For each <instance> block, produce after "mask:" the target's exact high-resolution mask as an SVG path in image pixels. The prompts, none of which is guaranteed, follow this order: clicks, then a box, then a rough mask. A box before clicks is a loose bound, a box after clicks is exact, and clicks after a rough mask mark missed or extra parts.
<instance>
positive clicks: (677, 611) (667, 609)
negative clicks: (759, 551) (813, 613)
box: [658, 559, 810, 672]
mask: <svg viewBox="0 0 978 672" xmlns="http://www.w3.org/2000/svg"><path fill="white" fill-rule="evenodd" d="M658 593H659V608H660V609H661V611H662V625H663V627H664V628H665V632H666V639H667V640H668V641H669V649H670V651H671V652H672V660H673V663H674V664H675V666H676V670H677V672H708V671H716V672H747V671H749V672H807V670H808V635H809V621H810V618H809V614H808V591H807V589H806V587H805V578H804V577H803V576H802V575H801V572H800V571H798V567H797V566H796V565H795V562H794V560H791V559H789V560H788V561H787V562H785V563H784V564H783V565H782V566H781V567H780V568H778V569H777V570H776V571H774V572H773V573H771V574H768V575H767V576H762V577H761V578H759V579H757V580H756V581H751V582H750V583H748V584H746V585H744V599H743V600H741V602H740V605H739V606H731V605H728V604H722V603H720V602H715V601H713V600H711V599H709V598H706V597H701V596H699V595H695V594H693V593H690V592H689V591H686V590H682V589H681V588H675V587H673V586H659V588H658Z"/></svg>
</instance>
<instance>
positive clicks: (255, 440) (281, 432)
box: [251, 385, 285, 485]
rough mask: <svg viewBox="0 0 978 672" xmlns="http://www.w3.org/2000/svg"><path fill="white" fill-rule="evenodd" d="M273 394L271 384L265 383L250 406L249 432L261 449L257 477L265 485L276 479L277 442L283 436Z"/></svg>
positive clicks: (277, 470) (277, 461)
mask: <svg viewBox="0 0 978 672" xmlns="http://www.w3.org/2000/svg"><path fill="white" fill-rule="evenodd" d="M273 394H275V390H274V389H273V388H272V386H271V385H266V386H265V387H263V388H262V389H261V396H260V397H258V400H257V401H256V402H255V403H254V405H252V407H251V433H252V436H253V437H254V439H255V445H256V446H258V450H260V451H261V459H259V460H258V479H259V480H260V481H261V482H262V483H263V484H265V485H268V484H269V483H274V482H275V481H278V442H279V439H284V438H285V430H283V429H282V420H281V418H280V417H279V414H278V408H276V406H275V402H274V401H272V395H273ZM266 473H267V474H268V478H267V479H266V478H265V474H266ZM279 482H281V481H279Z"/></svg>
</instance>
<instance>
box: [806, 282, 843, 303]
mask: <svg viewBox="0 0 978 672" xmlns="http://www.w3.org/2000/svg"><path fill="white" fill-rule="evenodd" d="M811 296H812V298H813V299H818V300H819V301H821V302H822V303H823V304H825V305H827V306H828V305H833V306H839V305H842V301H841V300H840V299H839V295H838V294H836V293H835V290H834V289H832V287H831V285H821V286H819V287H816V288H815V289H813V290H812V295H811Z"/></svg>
• • • • • • •
For this exercise, copy all of the material exactly as it stands.

For each <instance> block, produce after "mask:" the target's exact high-resolution mask as an SVG path in image pixels. The prompts, none of which is guaranteed, follow this order: clicks, then a box, then a rough mask. A box before clicks is a loose bound, a box after clicks is exact, and clicks after a rough mask mark missed or extra parts.
<instance>
positive clicks: (677, 611) (667, 609)
negative clicks: (759, 551) (813, 613)
box: [658, 559, 810, 672]
mask: <svg viewBox="0 0 978 672" xmlns="http://www.w3.org/2000/svg"><path fill="white" fill-rule="evenodd" d="M658 593H659V608H660V609H661V611H662V625H663V627H664V628H665V632H666V639H667V640H668V641H669V649H670V651H671V652H672V660H673V663H674V664H675V666H676V670H677V672H708V671H716V672H747V671H749V672H807V670H808V635H809V621H810V618H809V614H808V591H807V589H806V587H805V578H804V577H803V576H802V575H801V572H800V571H798V567H797V566H796V565H795V562H794V560H791V559H789V560H788V561H787V562H785V563H784V564H783V565H782V566H781V567H780V568H778V569H777V570H776V571H774V572H773V573H771V574H768V575H767V576H762V577H761V578H759V579H757V580H756V581H751V582H750V583H748V584H746V585H744V599H743V600H741V602H740V605H739V606H731V605H728V604H722V603H720V602H715V601H713V600H711V599H709V598H706V597H701V596H699V595H695V594H693V593H690V592H689V591H686V590H682V589H681V588H675V587H673V586H659V588H658Z"/></svg>
</instance>
<instance>
positive clicks: (255, 440) (281, 432)
box: [251, 385, 285, 485]
rough mask: <svg viewBox="0 0 978 672" xmlns="http://www.w3.org/2000/svg"><path fill="white" fill-rule="evenodd" d="M273 394L271 384L265 383L250 406L249 432L261 449L257 477L265 485L276 479L277 442L283 436Z"/></svg>
positive clicks: (277, 470) (277, 461)
mask: <svg viewBox="0 0 978 672" xmlns="http://www.w3.org/2000/svg"><path fill="white" fill-rule="evenodd" d="M273 394H275V390H274V389H273V388H272V386H271V385H266V386H265V387H263V388H262V389H261V396H260V397H258V400H257V401H256V402H255V403H254V405H252V407H251V433H252V436H253V437H254V439H255V445H256V446H258V450H260V451H261V459H259V460H258V479H259V480H260V481H261V482H262V483H263V484H265V485H268V484H269V483H274V482H275V481H278V442H279V439H284V438H285V430H283V429H282V420H281V418H280V417H279V414H278V408H276V406H275V402H274V401H272V395H273ZM266 473H267V474H268V478H267V479H266V478H265V474H266ZM279 482H281V481H279Z"/></svg>
</instance>
<instance>
box: [806, 282, 843, 303]
mask: <svg viewBox="0 0 978 672" xmlns="http://www.w3.org/2000/svg"><path fill="white" fill-rule="evenodd" d="M811 296H812V298H813V299H818V300H819V301H821V302H822V303H823V304H825V305H827V306H828V305H833V306H839V305H842V301H841V300H840V299H839V295H838V294H836V293H835V290H834V289H832V287H831V285H821V286H819V287H816V288H815V289H813V290H812V295H811Z"/></svg>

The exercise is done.